> [Exercise]:
Copy out each of the rows below word for word, omitting the pictures.

> [Records for processing]:
*****

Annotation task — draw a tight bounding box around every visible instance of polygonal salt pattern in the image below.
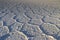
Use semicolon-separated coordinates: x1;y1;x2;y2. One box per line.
5;31;28;40
21;24;42;37
0;3;60;40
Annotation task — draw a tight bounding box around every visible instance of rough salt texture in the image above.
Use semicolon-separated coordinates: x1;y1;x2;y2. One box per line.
0;0;60;40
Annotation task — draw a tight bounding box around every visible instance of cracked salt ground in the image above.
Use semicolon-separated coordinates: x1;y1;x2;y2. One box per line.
0;0;60;40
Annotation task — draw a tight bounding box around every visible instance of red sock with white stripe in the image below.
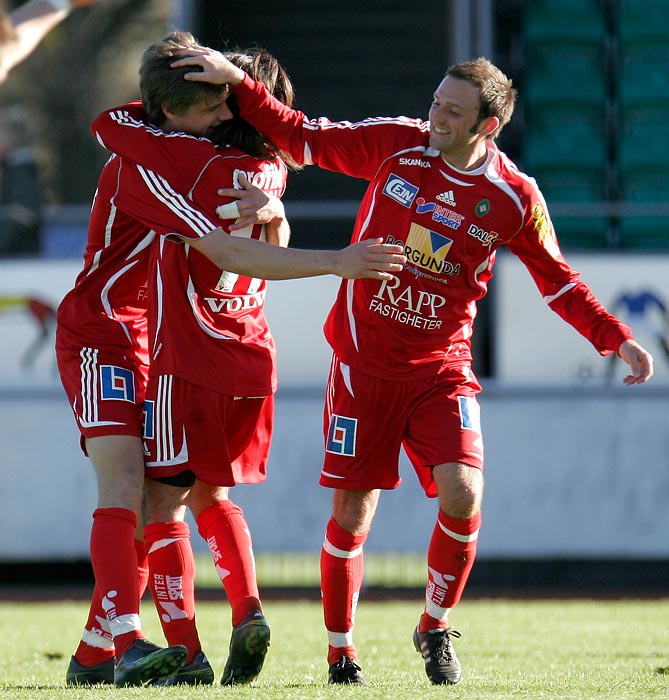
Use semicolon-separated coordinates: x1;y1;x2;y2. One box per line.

*****

> [Complete output]:
Annotation task — draw a tight bounding box around every visible instance of polygonal salt pattern in the image below.
Use semicolon-separated coordinates: x1;y1;x2;y2. One box per line.
5;31;28;40
21;24;42;37
0;3;60;40
Annotation task — draw a tight bounding box around every visible instance of rough salt texture in the image above.
Use semicolon-separated coordinates: x1;y1;x2;y2. One box per line.
0;0;60;40
Annotation task — draw a tight bounding box around every visible instance of cracked salt ground in the image above.
Use semicolon-separated coordinates: x1;y1;x2;y2. One box per line.
0;0;60;40
Annotation task — draw a tight bounding box around every visible instance of red sock with white stripe in the image below.
Use semicolon-separated coordinates: x1;y1;x2;y2. One box per line.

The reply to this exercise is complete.